SECÇÃO DO DOCUMENTO =>
● ● ● ● ●
O que era importante para a concessão da tutela cautelar provou-se num acórdão (o que se quis impugnar) mas não no acórdão-fundamento. Neste, conforme referiu o Tribunal de Recurso, foi claramente declarado que «não se considera demonstrado, ainda que indiciariamente, desde logo, um dos requisitos para que seja decretada a presente providência cautelar, a saber: a probabilidade séria da existência do direito de autor (fumus boni juris)». Já na decisão que se quis criticar, conforme até no sumário se inscreveu, provou-se a titularidade dos direitos referidos nos autos, a violação dos mesmos, a representação pela Requerente da providência cautelar dos respectivos titulares atingidos e a potencialidade de a intervenção da Requerida corresponder a uma importante via de bloqueio da ilicitude. Nestes autos, a factualidade demonstrada impunha o decretamento da providência. Nos que contiveram a decisão- fundamento, os factos provados clamavam pelo indeferimento.
Como poderia haver, aqui, qualquer contradição?
Não há contrariedade ou colisão entre o que não tem pontos concorrentes e se desenvolve em sentidos diametralmente opostos no que tange à sua sustentação.
Não há maior separação do que a que existe entre uma acção em que se provam os fundamentos do peticionado e outra em que nada se prova de relevante para o efeito.
Sempre salvo o muito respeito devido, não tem o menor sentido falar-se em contradição de julgados na situação que se aprecia.
● ● ● ● ●
O QUE FAZER => Reescreva, da secção sobre a contradição de julgados, o trecho que vai de "Como poderia haver, aqui, qualquer" até "que se aprecia.", trocando "contradição" por "divergência".

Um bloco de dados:
● ● ● ● ●
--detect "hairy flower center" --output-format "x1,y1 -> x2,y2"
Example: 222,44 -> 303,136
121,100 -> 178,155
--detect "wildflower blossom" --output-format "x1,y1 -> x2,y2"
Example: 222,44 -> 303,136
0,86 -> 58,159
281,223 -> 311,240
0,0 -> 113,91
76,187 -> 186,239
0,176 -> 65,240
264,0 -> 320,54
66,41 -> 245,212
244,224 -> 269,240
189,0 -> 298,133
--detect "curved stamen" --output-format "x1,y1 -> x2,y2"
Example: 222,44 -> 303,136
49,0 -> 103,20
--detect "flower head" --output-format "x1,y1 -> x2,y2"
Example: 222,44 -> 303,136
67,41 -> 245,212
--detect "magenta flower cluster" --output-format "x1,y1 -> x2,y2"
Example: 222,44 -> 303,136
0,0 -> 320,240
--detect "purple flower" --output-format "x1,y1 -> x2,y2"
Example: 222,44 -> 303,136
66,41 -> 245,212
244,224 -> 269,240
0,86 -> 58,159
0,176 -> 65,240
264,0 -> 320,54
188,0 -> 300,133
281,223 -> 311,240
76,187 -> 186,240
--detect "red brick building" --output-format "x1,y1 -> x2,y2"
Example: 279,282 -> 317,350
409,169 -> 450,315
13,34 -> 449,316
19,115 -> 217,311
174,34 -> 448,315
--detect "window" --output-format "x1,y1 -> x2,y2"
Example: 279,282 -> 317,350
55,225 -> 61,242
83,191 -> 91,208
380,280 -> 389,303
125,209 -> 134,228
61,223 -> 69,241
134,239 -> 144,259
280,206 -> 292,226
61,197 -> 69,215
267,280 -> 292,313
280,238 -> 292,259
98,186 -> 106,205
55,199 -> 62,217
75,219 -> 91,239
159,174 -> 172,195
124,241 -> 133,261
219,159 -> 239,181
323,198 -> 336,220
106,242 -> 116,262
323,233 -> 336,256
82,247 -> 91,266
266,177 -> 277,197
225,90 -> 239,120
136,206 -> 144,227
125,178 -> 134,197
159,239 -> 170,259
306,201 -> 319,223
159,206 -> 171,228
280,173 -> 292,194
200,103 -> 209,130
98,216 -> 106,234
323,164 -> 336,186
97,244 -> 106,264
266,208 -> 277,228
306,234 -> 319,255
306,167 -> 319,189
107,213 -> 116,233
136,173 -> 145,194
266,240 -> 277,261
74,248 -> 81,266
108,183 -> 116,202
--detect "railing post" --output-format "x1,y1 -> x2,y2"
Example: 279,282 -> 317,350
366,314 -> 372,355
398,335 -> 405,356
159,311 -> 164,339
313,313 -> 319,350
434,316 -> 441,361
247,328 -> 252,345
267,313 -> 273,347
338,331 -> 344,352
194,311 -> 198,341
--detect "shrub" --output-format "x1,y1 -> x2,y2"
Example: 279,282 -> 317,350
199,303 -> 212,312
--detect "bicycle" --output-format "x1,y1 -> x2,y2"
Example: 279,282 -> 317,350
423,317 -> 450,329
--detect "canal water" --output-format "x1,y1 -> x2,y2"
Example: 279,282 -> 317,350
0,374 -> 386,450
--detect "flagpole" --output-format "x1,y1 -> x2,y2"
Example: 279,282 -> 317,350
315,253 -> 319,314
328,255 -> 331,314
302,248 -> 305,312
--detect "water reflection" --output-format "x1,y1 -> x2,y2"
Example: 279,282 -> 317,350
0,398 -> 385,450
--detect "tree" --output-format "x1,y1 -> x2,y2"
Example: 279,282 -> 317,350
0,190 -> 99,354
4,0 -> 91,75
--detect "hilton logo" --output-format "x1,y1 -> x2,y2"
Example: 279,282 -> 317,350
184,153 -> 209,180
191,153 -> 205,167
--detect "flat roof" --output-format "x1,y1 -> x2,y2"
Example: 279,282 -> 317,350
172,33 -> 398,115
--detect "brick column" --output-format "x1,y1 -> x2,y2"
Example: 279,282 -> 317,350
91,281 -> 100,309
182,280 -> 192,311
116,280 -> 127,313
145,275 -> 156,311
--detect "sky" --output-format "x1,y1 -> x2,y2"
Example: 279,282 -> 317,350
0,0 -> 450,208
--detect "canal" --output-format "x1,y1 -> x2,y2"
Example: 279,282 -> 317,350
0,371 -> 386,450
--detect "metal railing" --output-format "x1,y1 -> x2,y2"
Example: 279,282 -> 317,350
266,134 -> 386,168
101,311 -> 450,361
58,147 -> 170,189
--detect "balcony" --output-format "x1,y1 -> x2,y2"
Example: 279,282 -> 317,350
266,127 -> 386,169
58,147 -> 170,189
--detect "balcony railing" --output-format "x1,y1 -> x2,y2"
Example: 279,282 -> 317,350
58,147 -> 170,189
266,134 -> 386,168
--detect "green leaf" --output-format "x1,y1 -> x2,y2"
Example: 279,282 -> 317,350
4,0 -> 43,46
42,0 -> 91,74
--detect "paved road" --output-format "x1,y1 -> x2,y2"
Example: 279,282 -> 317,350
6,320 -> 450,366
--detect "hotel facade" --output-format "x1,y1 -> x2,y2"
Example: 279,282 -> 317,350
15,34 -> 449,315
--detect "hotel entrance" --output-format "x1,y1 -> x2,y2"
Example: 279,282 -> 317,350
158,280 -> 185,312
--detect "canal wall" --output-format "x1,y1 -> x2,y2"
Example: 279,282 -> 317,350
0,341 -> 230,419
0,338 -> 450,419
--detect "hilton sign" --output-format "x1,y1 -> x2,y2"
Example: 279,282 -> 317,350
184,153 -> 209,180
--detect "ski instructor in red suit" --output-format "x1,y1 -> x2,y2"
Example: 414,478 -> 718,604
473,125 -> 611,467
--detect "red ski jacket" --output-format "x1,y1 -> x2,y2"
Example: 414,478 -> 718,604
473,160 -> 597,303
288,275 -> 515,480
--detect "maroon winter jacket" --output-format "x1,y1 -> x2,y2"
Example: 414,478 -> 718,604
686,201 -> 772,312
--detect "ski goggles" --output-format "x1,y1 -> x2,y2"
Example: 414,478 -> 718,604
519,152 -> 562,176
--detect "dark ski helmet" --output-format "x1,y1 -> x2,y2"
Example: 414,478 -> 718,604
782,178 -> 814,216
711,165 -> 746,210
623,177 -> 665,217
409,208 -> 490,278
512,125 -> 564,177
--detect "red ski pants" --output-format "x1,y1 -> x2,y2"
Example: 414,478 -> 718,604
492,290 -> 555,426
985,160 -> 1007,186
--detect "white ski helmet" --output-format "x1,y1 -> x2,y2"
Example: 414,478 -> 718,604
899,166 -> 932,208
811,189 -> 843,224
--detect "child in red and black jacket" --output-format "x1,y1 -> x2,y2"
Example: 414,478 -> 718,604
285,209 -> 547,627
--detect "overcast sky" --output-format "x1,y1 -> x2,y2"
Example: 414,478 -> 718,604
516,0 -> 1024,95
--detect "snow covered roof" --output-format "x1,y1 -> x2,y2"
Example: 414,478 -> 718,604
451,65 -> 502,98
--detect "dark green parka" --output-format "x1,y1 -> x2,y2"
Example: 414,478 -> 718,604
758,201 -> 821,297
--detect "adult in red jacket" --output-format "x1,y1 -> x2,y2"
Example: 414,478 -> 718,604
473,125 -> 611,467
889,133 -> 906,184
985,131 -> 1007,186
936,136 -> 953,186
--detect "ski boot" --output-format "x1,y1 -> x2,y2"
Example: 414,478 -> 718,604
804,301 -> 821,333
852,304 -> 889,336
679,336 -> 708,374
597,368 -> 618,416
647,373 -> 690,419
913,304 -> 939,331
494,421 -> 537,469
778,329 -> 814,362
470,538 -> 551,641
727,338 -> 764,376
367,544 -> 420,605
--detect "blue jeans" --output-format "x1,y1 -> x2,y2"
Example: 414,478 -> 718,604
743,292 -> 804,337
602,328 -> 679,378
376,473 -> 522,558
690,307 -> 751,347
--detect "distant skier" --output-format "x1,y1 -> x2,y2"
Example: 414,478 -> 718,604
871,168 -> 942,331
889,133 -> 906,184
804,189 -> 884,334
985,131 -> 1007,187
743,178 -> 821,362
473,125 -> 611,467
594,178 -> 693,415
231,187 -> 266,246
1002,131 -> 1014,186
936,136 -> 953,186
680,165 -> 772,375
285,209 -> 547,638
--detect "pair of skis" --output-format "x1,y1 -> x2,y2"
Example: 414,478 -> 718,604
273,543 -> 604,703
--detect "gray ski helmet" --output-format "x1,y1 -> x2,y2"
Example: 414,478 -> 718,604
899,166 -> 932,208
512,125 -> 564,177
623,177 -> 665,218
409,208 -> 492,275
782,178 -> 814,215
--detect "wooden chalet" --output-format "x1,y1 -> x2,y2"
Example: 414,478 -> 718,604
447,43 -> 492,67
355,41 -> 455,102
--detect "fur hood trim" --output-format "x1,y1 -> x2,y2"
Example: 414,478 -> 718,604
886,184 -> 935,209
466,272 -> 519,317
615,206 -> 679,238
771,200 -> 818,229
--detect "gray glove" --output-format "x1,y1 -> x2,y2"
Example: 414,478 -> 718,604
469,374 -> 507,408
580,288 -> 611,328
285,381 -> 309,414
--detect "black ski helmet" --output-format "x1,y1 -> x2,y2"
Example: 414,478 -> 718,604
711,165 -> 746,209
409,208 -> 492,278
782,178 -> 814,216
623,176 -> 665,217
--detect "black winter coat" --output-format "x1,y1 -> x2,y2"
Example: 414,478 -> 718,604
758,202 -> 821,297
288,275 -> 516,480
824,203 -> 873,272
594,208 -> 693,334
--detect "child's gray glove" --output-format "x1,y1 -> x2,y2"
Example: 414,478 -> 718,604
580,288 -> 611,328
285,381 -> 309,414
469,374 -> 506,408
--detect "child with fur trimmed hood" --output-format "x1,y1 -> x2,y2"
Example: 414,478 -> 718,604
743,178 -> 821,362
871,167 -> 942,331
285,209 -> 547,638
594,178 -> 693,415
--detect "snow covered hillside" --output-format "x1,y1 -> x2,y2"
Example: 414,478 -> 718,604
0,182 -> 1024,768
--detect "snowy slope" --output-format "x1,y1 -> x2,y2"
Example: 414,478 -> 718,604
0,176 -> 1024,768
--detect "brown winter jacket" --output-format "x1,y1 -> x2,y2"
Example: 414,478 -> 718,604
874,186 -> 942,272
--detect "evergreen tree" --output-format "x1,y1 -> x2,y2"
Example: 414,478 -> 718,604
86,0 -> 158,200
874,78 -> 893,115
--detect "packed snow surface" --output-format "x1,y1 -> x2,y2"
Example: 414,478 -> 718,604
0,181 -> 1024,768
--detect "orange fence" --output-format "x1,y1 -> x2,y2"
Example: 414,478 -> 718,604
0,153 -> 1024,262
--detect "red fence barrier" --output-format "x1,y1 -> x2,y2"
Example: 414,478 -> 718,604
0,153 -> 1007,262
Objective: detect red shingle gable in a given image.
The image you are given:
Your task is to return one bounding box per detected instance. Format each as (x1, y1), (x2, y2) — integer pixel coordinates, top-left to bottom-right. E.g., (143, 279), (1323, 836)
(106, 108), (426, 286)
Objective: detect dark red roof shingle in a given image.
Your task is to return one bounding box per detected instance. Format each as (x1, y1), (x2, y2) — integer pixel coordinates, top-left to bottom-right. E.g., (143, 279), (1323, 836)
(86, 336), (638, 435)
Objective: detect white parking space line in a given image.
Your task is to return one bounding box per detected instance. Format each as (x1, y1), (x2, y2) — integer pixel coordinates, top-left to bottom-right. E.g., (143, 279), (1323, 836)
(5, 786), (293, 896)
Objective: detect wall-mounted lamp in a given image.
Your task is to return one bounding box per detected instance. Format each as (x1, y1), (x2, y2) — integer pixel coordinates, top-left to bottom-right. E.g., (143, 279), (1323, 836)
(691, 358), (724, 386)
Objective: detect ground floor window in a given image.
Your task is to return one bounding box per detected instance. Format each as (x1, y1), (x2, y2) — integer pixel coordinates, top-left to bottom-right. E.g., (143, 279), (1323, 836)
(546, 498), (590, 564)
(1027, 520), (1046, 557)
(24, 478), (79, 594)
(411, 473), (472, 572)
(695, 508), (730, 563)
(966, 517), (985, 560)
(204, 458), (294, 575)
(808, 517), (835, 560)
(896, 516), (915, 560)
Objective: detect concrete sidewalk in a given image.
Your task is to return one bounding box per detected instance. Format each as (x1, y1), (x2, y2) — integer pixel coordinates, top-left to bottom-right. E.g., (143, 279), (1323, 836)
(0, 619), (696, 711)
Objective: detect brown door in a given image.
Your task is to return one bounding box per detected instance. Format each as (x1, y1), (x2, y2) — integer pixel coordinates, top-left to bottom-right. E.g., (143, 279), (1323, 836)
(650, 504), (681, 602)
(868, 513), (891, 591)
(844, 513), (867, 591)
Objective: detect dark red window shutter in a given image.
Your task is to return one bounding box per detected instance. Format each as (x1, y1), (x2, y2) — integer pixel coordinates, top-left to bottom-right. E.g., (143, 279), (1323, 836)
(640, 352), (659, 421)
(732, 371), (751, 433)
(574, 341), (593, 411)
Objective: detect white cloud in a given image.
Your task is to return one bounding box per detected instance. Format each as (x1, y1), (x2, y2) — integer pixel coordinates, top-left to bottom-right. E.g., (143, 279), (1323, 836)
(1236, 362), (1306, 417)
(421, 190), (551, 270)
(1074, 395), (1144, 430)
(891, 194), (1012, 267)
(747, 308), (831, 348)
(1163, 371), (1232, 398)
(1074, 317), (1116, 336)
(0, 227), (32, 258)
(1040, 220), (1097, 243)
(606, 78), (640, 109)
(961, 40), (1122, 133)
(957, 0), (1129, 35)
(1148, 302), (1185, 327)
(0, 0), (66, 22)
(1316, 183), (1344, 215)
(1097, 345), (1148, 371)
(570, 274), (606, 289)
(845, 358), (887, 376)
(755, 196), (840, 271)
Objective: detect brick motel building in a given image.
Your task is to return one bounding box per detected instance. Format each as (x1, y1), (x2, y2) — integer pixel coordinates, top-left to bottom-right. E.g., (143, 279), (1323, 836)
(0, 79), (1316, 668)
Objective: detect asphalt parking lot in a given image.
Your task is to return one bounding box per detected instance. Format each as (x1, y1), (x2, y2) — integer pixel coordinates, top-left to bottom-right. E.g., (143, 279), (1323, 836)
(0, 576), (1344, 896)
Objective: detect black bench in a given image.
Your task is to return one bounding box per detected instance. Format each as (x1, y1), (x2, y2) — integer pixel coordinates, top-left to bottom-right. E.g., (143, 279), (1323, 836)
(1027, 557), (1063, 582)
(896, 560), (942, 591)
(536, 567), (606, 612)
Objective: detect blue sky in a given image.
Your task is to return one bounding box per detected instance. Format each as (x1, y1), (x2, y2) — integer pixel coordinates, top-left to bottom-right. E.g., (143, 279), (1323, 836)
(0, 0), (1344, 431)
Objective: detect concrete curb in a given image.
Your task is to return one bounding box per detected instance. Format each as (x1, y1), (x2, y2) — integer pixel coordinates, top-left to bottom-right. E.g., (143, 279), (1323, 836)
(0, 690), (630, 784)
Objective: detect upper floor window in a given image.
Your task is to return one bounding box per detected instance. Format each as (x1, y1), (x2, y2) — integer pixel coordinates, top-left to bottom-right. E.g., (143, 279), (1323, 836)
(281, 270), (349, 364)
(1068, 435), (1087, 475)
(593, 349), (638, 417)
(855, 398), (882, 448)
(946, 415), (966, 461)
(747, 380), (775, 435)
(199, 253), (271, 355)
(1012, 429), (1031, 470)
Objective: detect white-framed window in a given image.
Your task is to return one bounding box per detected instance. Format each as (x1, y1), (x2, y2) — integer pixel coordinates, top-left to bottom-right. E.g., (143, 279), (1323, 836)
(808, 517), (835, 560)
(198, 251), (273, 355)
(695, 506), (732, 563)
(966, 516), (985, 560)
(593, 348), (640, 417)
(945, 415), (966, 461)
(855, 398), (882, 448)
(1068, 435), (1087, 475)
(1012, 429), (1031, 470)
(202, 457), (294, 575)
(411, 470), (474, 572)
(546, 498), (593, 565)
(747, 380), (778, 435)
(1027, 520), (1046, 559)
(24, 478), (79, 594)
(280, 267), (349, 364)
● ● ● ● ●
RESPOSTA ESCRITA =>
Como poderia haver, aqui, qualquer divergência?
Não há contrariedade ou colisão entre o que não tem pontos concorrentes e se desenvolve em sentidos diametralmente opostos no que tange à sua sustentação.
Não há maior separação do que a que existe entre uma acção em que se provam os fundamentos do peticionado e outra em que nada se prova de relevante para o efeito.
Sempre salvo o muito respeito devido, não tem o menor sentido falar-se em divergência de julgados na situação que se aprecia.